* _Your task_:
In the listing below, the answer starts at the line that has "In this photo, where can the garden be seen?" and stops after the line that has "Target: roof vent"; please repeat that part exactly and nothing more.

☆ ☆ ☆ ☆

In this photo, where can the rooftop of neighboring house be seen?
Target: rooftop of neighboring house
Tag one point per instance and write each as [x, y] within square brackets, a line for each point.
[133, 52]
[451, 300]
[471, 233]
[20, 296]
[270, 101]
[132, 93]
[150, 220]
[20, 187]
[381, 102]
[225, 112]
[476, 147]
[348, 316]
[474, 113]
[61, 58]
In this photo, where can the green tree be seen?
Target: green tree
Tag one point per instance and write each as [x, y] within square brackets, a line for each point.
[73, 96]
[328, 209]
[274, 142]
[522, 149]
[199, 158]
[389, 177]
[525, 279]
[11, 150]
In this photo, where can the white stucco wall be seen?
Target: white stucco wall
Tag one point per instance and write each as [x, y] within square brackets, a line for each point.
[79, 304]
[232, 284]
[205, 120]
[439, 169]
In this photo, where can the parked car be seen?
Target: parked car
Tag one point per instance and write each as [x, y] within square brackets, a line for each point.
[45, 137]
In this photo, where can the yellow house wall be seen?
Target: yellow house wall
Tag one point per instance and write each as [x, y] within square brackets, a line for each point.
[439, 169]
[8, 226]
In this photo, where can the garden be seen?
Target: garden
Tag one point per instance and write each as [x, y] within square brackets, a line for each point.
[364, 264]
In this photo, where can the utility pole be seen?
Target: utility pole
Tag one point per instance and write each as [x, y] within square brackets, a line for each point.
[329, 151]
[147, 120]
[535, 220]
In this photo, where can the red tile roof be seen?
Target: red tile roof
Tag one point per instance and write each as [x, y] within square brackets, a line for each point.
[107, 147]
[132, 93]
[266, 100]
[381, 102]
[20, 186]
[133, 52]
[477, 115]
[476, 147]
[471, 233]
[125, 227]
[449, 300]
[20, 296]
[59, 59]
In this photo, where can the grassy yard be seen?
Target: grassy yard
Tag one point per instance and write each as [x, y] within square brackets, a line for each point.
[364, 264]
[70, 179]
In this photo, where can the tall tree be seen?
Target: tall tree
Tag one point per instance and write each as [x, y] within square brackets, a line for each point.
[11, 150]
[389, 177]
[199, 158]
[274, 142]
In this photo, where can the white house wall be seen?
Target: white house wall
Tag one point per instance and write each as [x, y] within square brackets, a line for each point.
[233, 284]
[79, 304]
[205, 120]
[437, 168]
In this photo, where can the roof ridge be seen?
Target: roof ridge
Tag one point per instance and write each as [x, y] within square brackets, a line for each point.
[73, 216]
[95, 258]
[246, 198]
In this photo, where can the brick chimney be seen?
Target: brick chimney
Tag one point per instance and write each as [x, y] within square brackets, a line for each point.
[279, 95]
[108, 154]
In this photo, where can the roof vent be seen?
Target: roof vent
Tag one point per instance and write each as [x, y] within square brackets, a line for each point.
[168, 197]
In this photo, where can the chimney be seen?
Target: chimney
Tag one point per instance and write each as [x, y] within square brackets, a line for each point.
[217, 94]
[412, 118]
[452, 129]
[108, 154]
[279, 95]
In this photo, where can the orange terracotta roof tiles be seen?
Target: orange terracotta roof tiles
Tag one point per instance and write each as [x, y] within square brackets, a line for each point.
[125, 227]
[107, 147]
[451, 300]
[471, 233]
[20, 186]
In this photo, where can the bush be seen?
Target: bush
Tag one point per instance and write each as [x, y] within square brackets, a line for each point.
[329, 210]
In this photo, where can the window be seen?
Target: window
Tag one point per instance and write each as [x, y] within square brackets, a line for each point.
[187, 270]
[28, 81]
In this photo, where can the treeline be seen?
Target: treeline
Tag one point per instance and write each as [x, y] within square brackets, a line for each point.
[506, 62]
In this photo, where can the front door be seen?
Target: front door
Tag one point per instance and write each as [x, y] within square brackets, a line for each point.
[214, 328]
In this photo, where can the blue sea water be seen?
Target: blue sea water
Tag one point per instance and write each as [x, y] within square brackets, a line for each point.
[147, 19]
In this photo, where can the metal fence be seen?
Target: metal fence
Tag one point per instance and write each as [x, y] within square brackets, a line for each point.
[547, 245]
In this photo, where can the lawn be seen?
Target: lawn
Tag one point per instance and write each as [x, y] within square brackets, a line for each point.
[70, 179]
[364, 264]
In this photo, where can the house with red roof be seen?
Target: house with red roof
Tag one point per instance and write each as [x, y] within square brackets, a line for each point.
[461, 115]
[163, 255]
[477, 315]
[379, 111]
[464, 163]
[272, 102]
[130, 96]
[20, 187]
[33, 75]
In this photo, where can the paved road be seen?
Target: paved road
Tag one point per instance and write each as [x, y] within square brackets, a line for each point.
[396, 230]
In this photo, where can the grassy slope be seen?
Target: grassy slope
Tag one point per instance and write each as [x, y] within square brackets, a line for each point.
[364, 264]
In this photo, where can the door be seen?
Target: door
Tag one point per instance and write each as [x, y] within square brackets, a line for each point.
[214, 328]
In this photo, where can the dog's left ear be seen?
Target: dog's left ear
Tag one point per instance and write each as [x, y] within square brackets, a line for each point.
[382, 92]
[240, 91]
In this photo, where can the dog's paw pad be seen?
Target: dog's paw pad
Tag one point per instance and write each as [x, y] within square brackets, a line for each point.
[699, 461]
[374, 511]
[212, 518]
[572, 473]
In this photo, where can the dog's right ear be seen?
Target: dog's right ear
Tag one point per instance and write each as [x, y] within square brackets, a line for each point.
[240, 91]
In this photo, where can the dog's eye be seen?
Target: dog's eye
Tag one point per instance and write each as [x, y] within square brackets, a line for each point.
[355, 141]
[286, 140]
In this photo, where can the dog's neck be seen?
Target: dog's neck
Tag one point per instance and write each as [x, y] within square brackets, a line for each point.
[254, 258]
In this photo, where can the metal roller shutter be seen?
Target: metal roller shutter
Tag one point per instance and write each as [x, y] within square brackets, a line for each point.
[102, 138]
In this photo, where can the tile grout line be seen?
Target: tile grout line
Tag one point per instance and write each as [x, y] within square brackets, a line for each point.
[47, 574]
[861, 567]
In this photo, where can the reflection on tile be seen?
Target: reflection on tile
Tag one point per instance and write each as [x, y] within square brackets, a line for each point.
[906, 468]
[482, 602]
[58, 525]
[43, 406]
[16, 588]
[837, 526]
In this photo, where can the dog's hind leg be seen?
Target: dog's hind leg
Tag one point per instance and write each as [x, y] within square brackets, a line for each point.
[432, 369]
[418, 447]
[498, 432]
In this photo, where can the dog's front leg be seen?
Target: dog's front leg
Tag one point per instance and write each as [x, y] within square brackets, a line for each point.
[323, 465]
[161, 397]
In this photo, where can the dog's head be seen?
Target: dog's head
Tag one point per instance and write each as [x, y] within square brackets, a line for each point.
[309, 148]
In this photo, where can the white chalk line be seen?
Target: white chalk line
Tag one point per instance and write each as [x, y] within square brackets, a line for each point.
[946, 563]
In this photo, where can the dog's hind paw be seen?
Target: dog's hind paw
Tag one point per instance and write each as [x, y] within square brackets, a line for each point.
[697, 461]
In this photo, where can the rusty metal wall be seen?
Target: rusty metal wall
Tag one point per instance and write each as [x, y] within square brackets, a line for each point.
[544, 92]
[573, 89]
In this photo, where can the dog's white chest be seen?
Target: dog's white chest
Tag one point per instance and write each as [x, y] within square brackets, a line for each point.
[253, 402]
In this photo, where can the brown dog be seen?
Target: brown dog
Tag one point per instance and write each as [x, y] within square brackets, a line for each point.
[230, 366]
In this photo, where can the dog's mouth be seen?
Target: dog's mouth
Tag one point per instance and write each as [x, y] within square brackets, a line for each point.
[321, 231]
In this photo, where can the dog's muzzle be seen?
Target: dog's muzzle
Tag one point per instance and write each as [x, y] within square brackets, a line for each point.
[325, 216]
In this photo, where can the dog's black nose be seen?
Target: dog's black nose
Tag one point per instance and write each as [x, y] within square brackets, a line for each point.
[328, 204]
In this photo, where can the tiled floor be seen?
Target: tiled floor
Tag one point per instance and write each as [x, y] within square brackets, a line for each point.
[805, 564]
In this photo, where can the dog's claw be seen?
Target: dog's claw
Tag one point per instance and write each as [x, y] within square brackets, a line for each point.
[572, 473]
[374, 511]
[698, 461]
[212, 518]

☆ ☆ ☆ ☆

* _Reply to the exercise_:
In this photo, where can the garden be seen?
Target: garden
Tag one point per instance and write each as [x, y] within square brackets, a line for each point.
[364, 264]
In this photo, where can the utility pole be seen?
Target: utility pole
Tag one point per instance and write each as [x, y] within square brackets, a line for each point.
[329, 151]
[147, 120]
[535, 220]
In this photo, where can the red tile roof be seen?
Target: red tile roof
Tag one point per instance and write each as [x, y] within square brackets, a line for each point.
[107, 147]
[132, 93]
[266, 100]
[381, 102]
[20, 186]
[133, 52]
[477, 115]
[476, 147]
[471, 233]
[125, 227]
[449, 300]
[20, 296]
[59, 59]
In this photo, where can the grassy yard be seen?
Target: grassy yard
Tag one point per instance and write each as [x, y] within square brackets, a line for each point.
[364, 264]
[70, 179]
In this photo, where can the tall tree be seen?
Target: tall tree
Tag one point per instance and write each as [x, y] within square brackets, a line for each point.
[11, 150]
[389, 177]
[199, 158]
[274, 142]
In this photo, where can the white house wall be seen?
Target: white house wall
Tag one point per instance and write each as [x, y] within square brackets, a line for each point.
[233, 284]
[79, 304]
[205, 120]
[437, 168]
In this photo, where can the roof ridge be seen?
Target: roof ridge
Tag one point per instance and write each as [x, y] within square brackets, a line for each point.
[73, 216]
[95, 258]
[246, 198]
In this photo, where can the brick chimney be seen?
Target: brick chimney
Tag one point per instance and write each as [x, y] within square brackets, a line for each point.
[279, 95]
[108, 154]
In this photo, where can the roof vent be seen?
Target: roof vent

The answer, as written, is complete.